Aim of the exercise: The required lines are those that contain "grass"; pull them out of the data and copy them.

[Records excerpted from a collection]
== Segment start ==
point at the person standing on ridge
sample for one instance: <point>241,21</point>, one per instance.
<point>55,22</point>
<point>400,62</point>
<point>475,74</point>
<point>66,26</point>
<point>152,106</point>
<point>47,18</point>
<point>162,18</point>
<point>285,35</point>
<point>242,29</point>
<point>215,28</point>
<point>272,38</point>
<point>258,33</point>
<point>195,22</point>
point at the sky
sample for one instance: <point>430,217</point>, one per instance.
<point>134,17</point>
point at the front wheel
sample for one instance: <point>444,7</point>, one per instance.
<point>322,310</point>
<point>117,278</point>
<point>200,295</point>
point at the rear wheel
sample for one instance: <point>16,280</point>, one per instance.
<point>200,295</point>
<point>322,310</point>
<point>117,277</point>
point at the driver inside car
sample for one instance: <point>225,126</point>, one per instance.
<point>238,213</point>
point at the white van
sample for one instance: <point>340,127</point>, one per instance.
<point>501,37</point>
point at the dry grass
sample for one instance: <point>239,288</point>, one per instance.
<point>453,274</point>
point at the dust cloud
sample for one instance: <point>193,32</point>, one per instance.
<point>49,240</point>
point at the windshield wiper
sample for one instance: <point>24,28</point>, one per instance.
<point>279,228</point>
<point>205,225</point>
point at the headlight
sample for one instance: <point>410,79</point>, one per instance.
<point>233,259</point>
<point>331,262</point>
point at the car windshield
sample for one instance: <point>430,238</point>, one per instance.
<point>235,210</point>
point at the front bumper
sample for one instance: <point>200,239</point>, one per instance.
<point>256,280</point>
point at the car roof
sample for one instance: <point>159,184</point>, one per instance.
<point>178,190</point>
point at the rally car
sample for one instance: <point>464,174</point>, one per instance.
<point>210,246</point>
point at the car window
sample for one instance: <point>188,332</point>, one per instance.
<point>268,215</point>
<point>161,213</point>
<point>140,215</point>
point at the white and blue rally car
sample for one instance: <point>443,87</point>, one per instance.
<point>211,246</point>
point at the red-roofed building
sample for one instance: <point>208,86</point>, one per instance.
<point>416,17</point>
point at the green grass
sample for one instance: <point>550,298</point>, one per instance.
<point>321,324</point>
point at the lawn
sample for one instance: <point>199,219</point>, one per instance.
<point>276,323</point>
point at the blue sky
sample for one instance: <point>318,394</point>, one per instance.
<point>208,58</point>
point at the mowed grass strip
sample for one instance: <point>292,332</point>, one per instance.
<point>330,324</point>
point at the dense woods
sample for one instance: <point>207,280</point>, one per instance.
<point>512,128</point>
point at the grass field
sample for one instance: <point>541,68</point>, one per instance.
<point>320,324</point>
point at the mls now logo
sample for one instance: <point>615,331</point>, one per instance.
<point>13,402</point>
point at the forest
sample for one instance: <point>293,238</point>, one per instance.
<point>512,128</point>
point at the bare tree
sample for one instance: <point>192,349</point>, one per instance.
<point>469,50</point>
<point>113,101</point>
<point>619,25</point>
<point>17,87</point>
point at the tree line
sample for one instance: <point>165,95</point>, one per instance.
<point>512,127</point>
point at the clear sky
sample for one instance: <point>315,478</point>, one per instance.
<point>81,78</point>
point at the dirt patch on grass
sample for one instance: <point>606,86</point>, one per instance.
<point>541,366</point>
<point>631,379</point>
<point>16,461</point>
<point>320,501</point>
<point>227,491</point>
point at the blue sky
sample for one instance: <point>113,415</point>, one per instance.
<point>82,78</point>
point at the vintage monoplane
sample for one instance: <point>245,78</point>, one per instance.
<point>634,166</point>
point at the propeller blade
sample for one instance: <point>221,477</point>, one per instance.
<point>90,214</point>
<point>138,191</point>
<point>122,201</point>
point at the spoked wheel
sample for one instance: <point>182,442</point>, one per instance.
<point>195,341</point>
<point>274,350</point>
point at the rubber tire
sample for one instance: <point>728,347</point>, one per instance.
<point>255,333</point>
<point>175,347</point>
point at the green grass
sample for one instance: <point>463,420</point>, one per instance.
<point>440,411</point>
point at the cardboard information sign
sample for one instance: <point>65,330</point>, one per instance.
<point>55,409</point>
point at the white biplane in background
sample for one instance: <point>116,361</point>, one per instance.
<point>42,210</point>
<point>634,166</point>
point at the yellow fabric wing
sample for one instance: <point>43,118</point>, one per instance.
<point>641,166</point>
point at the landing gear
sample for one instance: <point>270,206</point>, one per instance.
== Segment end ==
Solution for this task:
point at the dry grass
point at the green grass
point at the mowed grass strip
point at the grass field
point at the dirt patch on grass
point at the green grass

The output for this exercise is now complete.